● TEXTE À LIRE:
________________________________________

Agences et startups, même combat ?

Uniquement armés de leur ruse, de leur sourire, de leur tchatche, d’une grosse patiente et d’un sens de la débrouille surdéveloppé, les détectives privés passent le principal de leur temps sur le terrain à faire la surveillance, poser des questions, prendre des clichés et rassembler un maximum de faisceau d’indices pour rédiger un rapport de leurs constatations pouvant ensuite être délivré à l’avocat ou au client. Mais ils ne doivent pas pour autant oublier de penser à faire tourner la boutique : « C’est une profession libérale, rappelle Margaux. Pour trouver des clients, des collaborateurs – car on peut aussi travailler avec d’autres agences selon les affaires – et se faire sa place, il faut être bon enquêteur, bien sûr, mais aussi bon entrepreneur ! Il faut être dynamique, être capable de faire sa publicité, sa communication… C’est une vraie entreprise ! » Pas sûr cependant que les tauliers du CAC 40 aient envie de quitter leur poste pour embrasser une carrière de fin limier. Tant pis pour eux : ils n’auront pas l’occasion de vivre des aventures aussi saugrenues que celle vécue une fois par Jean-Marc. « Pour nos missions, il est parfois nécessaire de monter des scénarios en amont. Il y en avait une qui, en apparence, n’était une simple mission d’adultère, mais qui m’a fait aller dans des lieux que je ne connaissais pas du tout, où des personnes se donnaient rendez-vous pour des pratiques un peu farfelues… Il faut alors trouver des excuses pour pénétrer dans ces établissements et le moyen de faire illusion quand on se fait accoster par des gens sur place, au risque de passer pour un gros pervers ! »


Une bonne preuve pour une bonne paie ?

________________________________________

● LES DONNÉES:
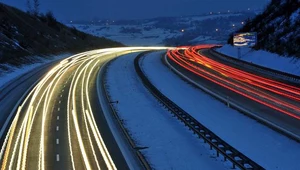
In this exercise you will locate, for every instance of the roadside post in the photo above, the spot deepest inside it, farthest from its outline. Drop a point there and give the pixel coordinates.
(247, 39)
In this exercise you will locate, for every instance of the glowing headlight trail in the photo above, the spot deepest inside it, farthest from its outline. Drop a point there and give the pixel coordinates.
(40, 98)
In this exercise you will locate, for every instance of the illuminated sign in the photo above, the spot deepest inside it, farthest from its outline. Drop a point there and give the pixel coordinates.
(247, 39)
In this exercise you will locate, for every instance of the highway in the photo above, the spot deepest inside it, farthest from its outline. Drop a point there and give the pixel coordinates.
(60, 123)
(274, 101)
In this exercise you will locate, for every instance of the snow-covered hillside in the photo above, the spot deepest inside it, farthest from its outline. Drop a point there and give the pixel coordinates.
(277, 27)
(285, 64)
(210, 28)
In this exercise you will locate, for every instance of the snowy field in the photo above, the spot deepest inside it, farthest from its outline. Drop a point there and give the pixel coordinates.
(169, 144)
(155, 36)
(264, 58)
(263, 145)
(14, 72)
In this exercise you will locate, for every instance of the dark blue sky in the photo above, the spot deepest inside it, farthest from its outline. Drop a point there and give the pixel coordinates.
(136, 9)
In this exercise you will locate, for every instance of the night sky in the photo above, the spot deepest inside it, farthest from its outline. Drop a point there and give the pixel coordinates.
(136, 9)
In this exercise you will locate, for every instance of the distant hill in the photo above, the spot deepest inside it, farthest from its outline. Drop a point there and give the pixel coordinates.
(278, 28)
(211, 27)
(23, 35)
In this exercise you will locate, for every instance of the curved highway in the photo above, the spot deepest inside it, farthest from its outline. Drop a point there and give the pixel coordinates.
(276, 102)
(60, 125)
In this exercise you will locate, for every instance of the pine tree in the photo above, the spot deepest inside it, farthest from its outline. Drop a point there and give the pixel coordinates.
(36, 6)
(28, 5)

________________________________________

● CONSIGNE:
Répondez à ces questions sur le texte consacré aux détectives privés :
1. À qui le rapport des constatations peut-il être délivré ?
2. Selon Margaux, quel genre de profession les détectives privés exercent-ils ?
3. D'après Jean-Marc, que faut-il parfois monter en amont pour les missions ?

● RÉPONSE:
1. Il peut être délivré à l'avocat ou au client.
2. Ils exercent une profession libérale.
3. Il faut parfois monter des scénarios.